PROBLEMS TO WORK ON >>
1. In the interview on interracial couples, what job does an expatriate in Japan still have open to them, even though their job choices are limited?
2. In the interview on interracial couples, rewrite the paragraph that begins "Of course mutual respect" as a short list that keeps its main points.
3. From the interview on interracial couples, write out the part that opens with the words containing "Read more on" and closes with "their relationship work?".

TEXT SEGMENT >>

Read more on Dr. Doug Berger‘s comments as it relates to anger management here:

Dr. Doug Berger: Advice for Interracial Couples

We know you frequently see couples having trouble, many of whom are mixed-cultural couples, and that you have written on this topic before.

1. For couples who come from distinct, separate backgrounds, what are some tips for them to make their relationship work?

Of course mutual respect and interest in the culture of one’s partner is crucial. Mutual participation in culturally significant events and enjoyment of this participation is important. Even if learning the language of the partner is a daunting task, some effort in this regards shows that one values the other’s culture. If people are flexible and loving, then there should be little trouble to make the relationship work.

2. What are some of the challenges that interracial couples face?

Here in Japan, common challenges might be broken down into, 1. the logistics of the expatriate partner’s ability to socialize, work, and thrive in the foreign culture, and 2. mutual tolerance of each other’s different cultural and language challenges when dealing with the culture of the other side.

The occupational choices available to an expatriate in Japan will necessarily be limited compared to their country of origin, except of course the ability to teach English if the expatriate is a native English speaker. Non-Japanese persons tend to be transient or eventually move to another country such that long-standing social ties are hard to maintain if one is in a foreign country.

Mutual tolerance will always be necessary because one’s ideas about the world may be colored by the culture and educational background one grew up in. Just to reiterate from the answer in question 1, flexible and loving persons will usually do well in cross-cultural relationships.

Stored data entries >>
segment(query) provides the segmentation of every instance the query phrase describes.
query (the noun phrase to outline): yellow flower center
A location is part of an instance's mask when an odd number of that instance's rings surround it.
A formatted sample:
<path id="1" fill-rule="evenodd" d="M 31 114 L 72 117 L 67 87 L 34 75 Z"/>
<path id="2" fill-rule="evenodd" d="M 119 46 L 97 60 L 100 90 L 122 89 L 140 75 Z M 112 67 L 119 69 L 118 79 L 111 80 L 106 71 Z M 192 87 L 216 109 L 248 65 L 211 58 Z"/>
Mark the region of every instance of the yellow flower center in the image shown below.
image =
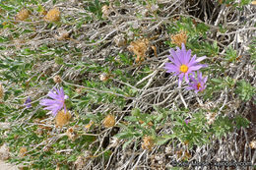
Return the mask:
<path id="1" fill-rule="evenodd" d="M 197 84 L 197 89 L 199 89 L 200 87 L 201 87 L 201 84 L 198 83 L 198 84 Z"/>
<path id="2" fill-rule="evenodd" d="M 180 72 L 186 73 L 188 70 L 188 67 L 184 64 L 182 64 L 179 68 Z"/>

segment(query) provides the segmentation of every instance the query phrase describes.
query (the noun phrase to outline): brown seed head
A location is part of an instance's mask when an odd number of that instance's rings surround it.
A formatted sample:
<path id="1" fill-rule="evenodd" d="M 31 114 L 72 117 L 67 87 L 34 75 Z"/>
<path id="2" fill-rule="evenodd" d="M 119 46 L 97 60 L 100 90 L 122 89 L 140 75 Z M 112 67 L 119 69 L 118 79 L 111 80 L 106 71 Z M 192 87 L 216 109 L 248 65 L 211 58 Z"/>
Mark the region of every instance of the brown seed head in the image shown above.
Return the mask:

RESULTS FOR THE EXERCISE >>
1. They can teach English if they are a native English speaker.

2.
- Mutual respect and interest in the partner's culture are crucial.
- Taking part in, and enjoying, culturally significant events together is important.
- Even if learning the partner's language is hard, some effort shows that one values their culture.
- Flexible and loving people should have little trouble making the relationship work.

3.
Read more on Dr. Doug Berger‘s comments as it relates to anger management here:

Dr. Doug Berger: Advice for Interracial Couples

We know you frequently see couples having trouble, many of whom are mixed-cultural couples, and that you have written on this topic before.

1. For couples who come from distinct, separate backgrounds, what are some tips for them to make their relationship work?